Type out all the records again exactly.

[Excerpts from a dataset]
++++++++++

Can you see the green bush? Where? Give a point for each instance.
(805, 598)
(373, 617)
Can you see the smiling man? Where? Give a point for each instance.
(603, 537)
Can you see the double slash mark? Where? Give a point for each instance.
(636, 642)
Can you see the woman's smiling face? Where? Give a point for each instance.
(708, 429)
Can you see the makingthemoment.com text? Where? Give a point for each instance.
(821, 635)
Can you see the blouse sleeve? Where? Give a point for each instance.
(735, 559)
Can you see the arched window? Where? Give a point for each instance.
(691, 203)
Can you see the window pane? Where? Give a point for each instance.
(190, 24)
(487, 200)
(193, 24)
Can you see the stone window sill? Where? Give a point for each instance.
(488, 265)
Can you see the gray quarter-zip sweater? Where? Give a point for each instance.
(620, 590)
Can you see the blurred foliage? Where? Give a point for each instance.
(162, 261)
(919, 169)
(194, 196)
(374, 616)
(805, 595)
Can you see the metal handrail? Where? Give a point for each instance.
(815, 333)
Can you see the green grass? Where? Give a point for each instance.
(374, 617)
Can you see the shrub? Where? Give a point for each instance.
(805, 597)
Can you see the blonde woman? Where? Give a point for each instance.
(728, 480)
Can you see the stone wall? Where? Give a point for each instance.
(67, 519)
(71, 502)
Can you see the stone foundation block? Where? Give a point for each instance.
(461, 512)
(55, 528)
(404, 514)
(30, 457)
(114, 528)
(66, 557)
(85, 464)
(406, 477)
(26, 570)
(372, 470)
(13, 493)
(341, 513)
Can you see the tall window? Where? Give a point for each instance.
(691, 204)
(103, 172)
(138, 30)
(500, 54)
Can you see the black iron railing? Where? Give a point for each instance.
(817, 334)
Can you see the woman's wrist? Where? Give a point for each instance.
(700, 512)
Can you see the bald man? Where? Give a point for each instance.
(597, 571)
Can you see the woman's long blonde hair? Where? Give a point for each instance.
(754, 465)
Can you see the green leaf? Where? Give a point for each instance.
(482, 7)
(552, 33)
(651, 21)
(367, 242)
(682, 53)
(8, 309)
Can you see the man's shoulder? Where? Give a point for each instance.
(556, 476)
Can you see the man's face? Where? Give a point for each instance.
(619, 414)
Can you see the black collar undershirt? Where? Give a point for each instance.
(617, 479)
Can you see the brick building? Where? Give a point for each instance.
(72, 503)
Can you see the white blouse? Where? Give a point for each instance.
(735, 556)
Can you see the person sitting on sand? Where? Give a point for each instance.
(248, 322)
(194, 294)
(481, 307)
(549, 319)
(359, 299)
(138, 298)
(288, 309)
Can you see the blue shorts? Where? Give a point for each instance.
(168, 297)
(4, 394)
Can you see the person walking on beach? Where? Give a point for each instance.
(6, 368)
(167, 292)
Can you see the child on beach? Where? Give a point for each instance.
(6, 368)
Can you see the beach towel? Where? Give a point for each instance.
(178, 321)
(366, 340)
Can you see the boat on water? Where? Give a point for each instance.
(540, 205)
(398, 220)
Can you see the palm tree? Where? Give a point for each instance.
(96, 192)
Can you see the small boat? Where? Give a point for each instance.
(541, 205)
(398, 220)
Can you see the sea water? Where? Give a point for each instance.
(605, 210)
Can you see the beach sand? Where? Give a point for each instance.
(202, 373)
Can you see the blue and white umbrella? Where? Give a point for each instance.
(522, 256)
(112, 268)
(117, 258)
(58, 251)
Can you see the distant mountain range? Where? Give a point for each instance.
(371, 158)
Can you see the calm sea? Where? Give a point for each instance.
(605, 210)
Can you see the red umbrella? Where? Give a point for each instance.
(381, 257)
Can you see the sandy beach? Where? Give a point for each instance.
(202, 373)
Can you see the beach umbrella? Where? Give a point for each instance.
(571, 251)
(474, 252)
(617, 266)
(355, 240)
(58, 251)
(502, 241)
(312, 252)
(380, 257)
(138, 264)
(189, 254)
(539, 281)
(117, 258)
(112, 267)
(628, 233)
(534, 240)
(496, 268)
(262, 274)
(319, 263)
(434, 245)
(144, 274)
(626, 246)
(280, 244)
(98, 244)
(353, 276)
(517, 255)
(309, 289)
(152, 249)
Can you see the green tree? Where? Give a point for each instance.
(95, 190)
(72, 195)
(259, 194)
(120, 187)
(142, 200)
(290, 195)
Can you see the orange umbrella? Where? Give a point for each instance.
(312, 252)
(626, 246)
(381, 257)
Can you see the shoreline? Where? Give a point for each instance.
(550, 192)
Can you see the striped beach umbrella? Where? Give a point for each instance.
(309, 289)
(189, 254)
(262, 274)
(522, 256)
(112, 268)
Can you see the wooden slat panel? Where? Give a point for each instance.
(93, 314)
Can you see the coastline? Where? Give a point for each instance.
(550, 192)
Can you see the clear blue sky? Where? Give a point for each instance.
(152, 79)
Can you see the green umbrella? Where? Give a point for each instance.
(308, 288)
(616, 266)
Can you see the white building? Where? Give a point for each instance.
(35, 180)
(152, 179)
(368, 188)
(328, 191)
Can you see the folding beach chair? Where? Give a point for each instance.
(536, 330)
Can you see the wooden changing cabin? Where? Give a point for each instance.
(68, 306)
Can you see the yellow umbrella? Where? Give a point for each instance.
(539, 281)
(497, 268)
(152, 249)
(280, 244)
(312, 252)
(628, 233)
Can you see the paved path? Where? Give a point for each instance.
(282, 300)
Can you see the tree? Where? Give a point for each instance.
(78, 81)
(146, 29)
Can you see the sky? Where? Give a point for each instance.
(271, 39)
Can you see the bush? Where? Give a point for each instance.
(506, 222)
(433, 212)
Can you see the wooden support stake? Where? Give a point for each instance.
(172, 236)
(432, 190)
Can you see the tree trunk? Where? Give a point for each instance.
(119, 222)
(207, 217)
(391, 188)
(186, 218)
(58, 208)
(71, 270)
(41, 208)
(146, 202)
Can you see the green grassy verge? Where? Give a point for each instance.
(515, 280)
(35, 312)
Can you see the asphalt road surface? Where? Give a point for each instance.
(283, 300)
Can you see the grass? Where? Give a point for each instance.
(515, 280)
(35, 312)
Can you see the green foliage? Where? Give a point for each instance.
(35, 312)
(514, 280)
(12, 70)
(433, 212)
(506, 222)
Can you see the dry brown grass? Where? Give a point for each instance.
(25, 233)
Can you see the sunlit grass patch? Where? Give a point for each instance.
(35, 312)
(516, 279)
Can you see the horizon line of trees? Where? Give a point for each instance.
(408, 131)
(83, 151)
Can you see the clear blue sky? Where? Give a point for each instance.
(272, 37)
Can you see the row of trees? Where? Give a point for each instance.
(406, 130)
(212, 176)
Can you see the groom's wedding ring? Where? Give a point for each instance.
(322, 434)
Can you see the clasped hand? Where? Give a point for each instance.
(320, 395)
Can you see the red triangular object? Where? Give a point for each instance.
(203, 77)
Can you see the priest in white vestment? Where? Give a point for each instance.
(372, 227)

++++++++++

▶ [ANSWER TO THIS PROBLEM]
Can you see the green bush? Where? Give a point for each instance.
(805, 598)
(373, 617)
Can you see the smiling man? Where? Give a point for each instance.
(603, 537)
Can you see the double slash mark? Where? Give a point for each instance.
(636, 642)
Can you see the woman's smiling face? Where? Give a point for each instance.
(708, 429)
Can you see the makingthemoment.com text? Where? Give a point for each instance.
(821, 635)
Can you see the blouse sleeve? Where? Give a point for each instance.
(735, 559)
Can you see the arched window? Where? Give a point for each instance.
(691, 203)
Can you see the window pane? Where? Give a point for each instance.
(190, 24)
(487, 200)
(193, 24)
Can you see the stone window sill? Where? Give a point for each instance.
(488, 265)
Can you see the gray quarter-zip sweater? Where? Give a point for each instance.
(620, 590)
Can you see the blurred foliage? Where? Give a point for each instance.
(162, 261)
(919, 169)
(194, 196)
(374, 616)
(805, 595)
Can you see the metal handrail? Where? Give a point for each instance.
(815, 333)
Can you see the green grass? Where? Give a point for each instance.
(374, 617)
Can you see the shrub? Where? Give a point for each instance.
(805, 597)
Can you see the blonde woman? Where? Give a point for each instance.
(728, 480)
Can you see the stone wall? Where? Give a point for each instance.
(67, 519)
(71, 502)
Can you see the stone foundation block? Where? Give a point for each instance.
(461, 512)
(55, 528)
(404, 514)
(30, 457)
(114, 528)
(66, 557)
(85, 464)
(406, 477)
(26, 570)
(372, 470)
(13, 493)
(341, 513)
Can you see the tall window? Where? Give a point for each instance.
(691, 204)
(103, 172)
(138, 30)
(500, 54)
Can you see the black iron railing? Where? Give a point for each instance.
(817, 334)
Can you see the woman's wrist? Where? Give a point for each instance.
(700, 512)
Can you see the bald man? Where? Give a point for each instance.
(597, 571)
Can you see the woman's long blonde hair? Where? Give a point for each instance.
(754, 465)
Can you see the green leaf? Where? Give a point for each instance.
(482, 7)
(552, 33)
(651, 21)
(367, 242)
(682, 53)
(8, 309)
Can you see the man's shoulder? Where? Give a point for each instance.
(556, 476)
Can you see the man's face? Where? Give a point for each instance.
(619, 414)
Can you see the black collar undershirt? Where? Give a point for each instance.
(617, 479)
Can you see the brick building? Where? Give a point for each instance.
(72, 503)
Can you see the white blouse? Where? Give a point for each instance.
(735, 556)
Can you see the person sitting on sand? Where? Give a point for each instance.
(248, 322)
(194, 294)
(481, 307)
(549, 319)
(359, 299)
(138, 298)
(288, 309)
Can you see the blue shorts? Where? Give a point for each instance.
(168, 297)
(4, 394)
Can you see the person walking on beach? Where? Give a point for each instance.
(6, 368)
(167, 292)
Can you see the child on beach? Where? Give a point for each instance.
(6, 368)
Can you see the beach towel? Where? Give a point for each instance.
(178, 321)
(366, 340)
Can you see the boat on water? Where? Give a point for each instance.
(540, 205)
(398, 220)
Can you see the palm tree? Where? Give a point for each instance.
(96, 192)
Can you see the small boat? Where? Give a point for each instance.
(541, 205)
(398, 220)
Can you see the sea water? Where? Give a point for each instance.
(605, 210)
Can you see the beach sand? Where? Give a point for each instance.
(202, 373)
Can you see the blue and white umbrella? Where? Give a point for each instance.
(522, 256)
(112, 268)
(117, 258)
(58, 251)
Can you see the distant mountain range? Where? Give a point for each instance.
(371, 158)
Can you see the calm sea? Where? Give a point for each instance.
(605, 210)
Can you see the red umbrella? Where? Give a point for each instance.
(381, 257)
Can you see the sandy beach? Where? Give a point for each instance.
(202, 373)
Can you see the beach umbrella? Where? Give a point for each instance.
(571, 251)
(474, 252)
(617, 266)
(355, 240)
(58, 251)
(502, 241)
(312, 252)
(380, 257)
(138, 264)
(189, 254)
(539, 281)
(117, 258)
(112, 267)
(628, 233)
(534, 240)
(496, 268)
(262, 274)
(319, 263)
(434, 245)
(144, 274)
(626, 246)
(280, 244)
(98, 244)
(353, 276)
(517, 255)
(309, 289)
(152, 249)
Can you see the green tree? Where? Give a point for each instance.
(95, 190)
(72, 195)
(259, 194)
(120, 187)
(142, 200)
(290, 195)
Can you see the orange umbrella? Where? Give a point for each instance.
(312, 252)
(626, 246)
(381, 257)
Can you see the shoreline? Where? Give a point for each instance.
(550, 192)
Can you see the striped beach umbrella? Where? Give a point for each instance.
(309, 289)
(189, 254)
(262, 274)
(522, 256)
(112, 268)
Can you see the wooden slat panel? Where? Give a point for each instance.
(93, 314)
Can you see the coastline? Where? Give a point for each instance.
(550, 192)
Can you see the clear blue sky? Where? Give a point for each instance.
(152, 79)
Can you see the green umbrella? Where? Give a point for each instance.
(308, 288)
(616, 266)
Can you see the white building? Where? Give a point for each instance.
(35, 180)
(152, 179)
(368, 188)
(328, 191)
Can you see the folding beach chair? Where? Give a point for each instance.
(536, 330)
Can you see the wooden changing cabin? Where? Give a point for each instance.
(68, 306)
Can you see the yellow umbrella? Where? Give a point for each instance.
(539, 281)
(497, 268)
(152, 249)
(280, 244)
(312, 252)
(628, 233)
Can you see the paved path? Where? Give a point for each instance.
(282, 300)
Can you see the tree? Where? Give a point for each instance.
(78, 81)
(146, 29)
Can you see the sky? Where? Give a point for each instance.
(271, 39)
Can you see the bush? Where? Give a point for each instance.
(506, 222)
(433, 212)
Can you see the wooden support stake? Where? Give a point for each instance.
(172, 236)
(432, 190)
Can you see the tree trunk? Where? Give a point for each instance.
(119, 222)
(207, 217)
(391, 188)
(186, 218)
(58, 208)
(71, 270)
(41, 208)
(146, 202)
Can you see the green grassy verge? Where? Give a point for each instance.
(515, 280)
(35, 312)
Can you see the asphalt road surface? Where? Give a point for each instance.
(283, 300)
Can you see the grass? Where? Give a point for each instance.
(515, 280)
(35, 312)
Can you see the green foliage? Where? Give a point for each instance.
(35, 312)
(514, 280)
(12, 70)
(433, 212)
(506, 222)
Can you see the dry brown grass? Where? Give a point for each instance.
(25, 233)
Can you see the sunlit grass patch? Where? Give a point for each instance.
(35, 312)
(516, 279)
Can you see the horizon line of trees? Where? Give a point for each instance.
(408, 131)
(83, 151)
Can you see the clear blue sky? Where? Give a point for each instance.
(272, 37)
Can you see the row of trees? Where? Give a point for each instance.
(406, 130)
(212, 176)
Can you see the groom's wedding ring? Where? Give a point for each instance.
(322, 434)
Can you see the clasped hand? Where? Give a point for each instance.
(320, 395)
Can you see the red triangular object? Where? Give a point for each instance.
(203, 77)
Can you see the priest in white vestment? Where? Give a point for each instance.
(372, 227)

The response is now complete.